Backlinks are votes of confidence. When other sites link to yours, Google interprets that as third-party validation that your store is trustworthy. The more quality sites that link to you, the more authority Google assigns. Authority influences rankings.
This is also the hardest part of SEO. You can’t directly create backlinks the way you can write descriptions or fix title tags. You have to earn them. That takes time, and there are no shortcuts that don’t eventually backfire.
Google’s AI Overviews tend to cite authoritative sources. Stores with established trust signals are more likely to be referenced in these summaries. If Google doesn’t trust your site, you’re not getting cited, and you’re probably not getting clicks either.
Authority also provides stability during algorithm updates. When Google makes changes, sites with strong backlink profiles and established reputations tend to experience less volatility. In uncertain times, authority is insurance.
The AI era didn’t make backlinks less important. It made trust more important, and backlinks remain how Google measures trust.
Quality over quantity: One link from a respected industry site beats 50 links from random directories.
Relevance: Links from sites in your niche carry more weight than links from unrelated sites.
Diversity: Natural link profiles show variety. All your links coming from one source looks suspicious.
Brand mentions: Google can recognize mentions of your brand even without links. They count for something.

▶ **What the task asks**:
Using the backlinks text above, list every label that introduces a point and is followed by a colon.

▶ **Stored rows**:
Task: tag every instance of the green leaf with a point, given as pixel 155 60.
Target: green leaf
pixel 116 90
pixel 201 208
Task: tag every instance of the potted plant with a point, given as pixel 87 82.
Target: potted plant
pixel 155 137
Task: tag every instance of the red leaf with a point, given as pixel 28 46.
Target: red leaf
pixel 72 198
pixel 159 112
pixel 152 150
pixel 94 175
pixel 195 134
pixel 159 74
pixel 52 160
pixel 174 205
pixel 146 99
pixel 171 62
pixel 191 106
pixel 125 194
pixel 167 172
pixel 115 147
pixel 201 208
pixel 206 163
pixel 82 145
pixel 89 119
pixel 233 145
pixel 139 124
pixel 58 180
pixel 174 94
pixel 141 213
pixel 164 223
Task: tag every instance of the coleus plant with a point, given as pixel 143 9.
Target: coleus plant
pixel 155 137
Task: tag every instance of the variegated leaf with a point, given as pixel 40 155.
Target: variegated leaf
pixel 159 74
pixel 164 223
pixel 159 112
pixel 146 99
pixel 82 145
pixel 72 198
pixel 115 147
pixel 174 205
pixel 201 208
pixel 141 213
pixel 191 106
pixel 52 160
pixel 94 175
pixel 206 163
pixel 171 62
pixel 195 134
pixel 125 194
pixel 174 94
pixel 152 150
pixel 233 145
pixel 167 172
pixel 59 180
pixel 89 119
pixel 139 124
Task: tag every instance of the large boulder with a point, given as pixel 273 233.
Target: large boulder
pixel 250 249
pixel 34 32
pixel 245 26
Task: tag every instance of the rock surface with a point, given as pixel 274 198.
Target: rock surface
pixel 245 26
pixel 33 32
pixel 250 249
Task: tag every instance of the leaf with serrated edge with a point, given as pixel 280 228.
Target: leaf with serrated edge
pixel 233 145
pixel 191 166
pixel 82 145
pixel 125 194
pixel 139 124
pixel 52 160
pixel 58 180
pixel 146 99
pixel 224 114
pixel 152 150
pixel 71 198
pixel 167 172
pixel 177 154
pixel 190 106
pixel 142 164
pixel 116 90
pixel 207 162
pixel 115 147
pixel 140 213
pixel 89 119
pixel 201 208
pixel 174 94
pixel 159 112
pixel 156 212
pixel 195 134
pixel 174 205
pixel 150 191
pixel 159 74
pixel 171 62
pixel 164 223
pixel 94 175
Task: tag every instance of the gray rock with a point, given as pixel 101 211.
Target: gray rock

▶ **Finished task**:
Quality over quantity
Relevance
Diversity
Brand mentions